** Passage **
——
The number of investigators has actually gone down since IRCA was enacted. Between 1974 and 2004 the number of investigators was reduced by 14 percent and the number of actual claims against employers has declined by 36 percent.

Enforcement of the rules is problematic because many of the H-2A employees work in remote rural areas. Conducting investigations and audits is time consuming and expensive, so it’s simply not practical to enforce IRCA rules, as lax as they are. Of course the lobbyists who designed the program were well aware of the impracticalities involved with enforcement.

Although the DOL is empowered with enforcement responsibility, the lines of authority aren’t straightforward. Several government agencies manage the program. In addition to the ETA division of the DOL, which has enforcement power there is the U.S. Citizenship and Immigration Services (USCIS), the Department of Homeland Security (DHS), and the U.S. Department of State (DOS). Various state workforce agencies are involved also. Given the complexity of the program it’s very easy for bureaucrats to pass the buck when something goes wrong. Nonimmigrants and citizens with complaints must try to navigate the web of bureaucracy if they want employers to be investigated.
——
** Provided records **
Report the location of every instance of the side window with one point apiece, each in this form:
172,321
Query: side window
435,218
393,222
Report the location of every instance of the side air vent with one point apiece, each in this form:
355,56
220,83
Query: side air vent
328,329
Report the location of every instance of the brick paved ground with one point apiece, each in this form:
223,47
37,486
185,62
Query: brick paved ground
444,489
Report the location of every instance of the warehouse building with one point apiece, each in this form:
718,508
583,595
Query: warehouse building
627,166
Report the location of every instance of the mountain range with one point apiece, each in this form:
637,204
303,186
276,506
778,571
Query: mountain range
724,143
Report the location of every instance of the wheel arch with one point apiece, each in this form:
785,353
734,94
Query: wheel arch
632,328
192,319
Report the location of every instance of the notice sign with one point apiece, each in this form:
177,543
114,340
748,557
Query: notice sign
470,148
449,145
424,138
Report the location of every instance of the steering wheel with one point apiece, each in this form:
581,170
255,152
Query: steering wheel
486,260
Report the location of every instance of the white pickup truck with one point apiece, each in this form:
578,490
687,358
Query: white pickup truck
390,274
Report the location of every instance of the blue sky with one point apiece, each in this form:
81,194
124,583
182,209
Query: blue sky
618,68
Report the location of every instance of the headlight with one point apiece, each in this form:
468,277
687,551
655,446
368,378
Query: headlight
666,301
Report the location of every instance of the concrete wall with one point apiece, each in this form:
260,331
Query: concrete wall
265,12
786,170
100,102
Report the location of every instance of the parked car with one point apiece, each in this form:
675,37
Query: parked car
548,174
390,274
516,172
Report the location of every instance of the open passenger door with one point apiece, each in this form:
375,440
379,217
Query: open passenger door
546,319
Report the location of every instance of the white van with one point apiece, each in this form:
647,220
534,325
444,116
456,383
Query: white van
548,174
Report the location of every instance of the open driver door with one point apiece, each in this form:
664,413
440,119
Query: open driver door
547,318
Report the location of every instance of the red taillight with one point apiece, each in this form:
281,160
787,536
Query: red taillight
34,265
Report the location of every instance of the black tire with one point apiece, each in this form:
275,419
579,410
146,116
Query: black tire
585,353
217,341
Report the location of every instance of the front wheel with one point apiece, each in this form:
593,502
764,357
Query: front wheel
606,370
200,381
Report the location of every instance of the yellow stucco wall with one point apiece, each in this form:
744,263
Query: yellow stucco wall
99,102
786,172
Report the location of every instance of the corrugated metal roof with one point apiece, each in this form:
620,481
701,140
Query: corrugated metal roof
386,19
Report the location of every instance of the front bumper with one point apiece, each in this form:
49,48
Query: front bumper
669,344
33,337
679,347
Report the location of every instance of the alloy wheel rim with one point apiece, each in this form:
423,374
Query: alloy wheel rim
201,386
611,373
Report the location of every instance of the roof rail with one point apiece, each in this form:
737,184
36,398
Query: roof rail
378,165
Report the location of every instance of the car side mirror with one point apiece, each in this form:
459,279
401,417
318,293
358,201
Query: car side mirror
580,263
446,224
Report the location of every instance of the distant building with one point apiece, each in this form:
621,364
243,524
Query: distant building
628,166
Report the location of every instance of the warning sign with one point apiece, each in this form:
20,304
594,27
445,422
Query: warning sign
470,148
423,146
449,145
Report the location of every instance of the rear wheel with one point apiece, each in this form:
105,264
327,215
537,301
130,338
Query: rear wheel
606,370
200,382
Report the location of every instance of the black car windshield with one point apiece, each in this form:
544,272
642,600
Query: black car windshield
——
** Problem 1 **
In the passage on H-2A enforcement, by what percentage did the number of investigators fall between 1974 and 2004?
** Problem 2 **
Write the next paragraph of the passage on H-2A enforcement, picking up after its final sentence.
The material placed after the passage on H-2A enforcement was taken from a separate source.

** Expected answer 1 **
By 14 percent.

** Expected answer 2 **
H-2A has provisions that penalize employers for hiring illegal aliens, but often employers prefer the illegals because it’s slightly less of a hassle than using the H-2A program, and of course the risk of getting caught for violating the law is very low. Providing a cockroach infested mobile home for a crew of H-2A workers is more expensive than providing a piece of land for the illegal aliens to pitch a tent. Although the program has no limit as to the number of nonimmigrants that can be hired is rarely used because the pool of illegal aliens is so ample.

It is important to keep in mind that claims that farmers cannot find enough legal farm help are false because the H-2A program is unlimited. Farmers can hire as many aliens as they want but, they don’t feel that following the rules is worth their time and/or money.

IRCA provides an illusion that nonimmigrants can protect themselves from abuse by allowing individual employees to file lawsuits against their employers if the rules have been violated. This “protection” is rarely used by exploited laborers because they are not able to afford expensive lawyers, and of course nonimmigrants who complain are subject to job loss, blacklisting, and deportation. IRCA forbids groups of H-2 visa holders from filing class action lawsuits, which puts them at a huge disadvantage when going against large employers who have a pattern of violating the rules.

As Philip Martin said in his article “Guestworker Programs for the 21st Century”, the purpose of the H-2A program was to “add workers temporarily to the U.S. workforce without adding permanent residents to the population, and to do so in a manner that does not adversely affect U.S. workers.” Unfortunately the H-2A/B programs have been miserable failures at all those goals.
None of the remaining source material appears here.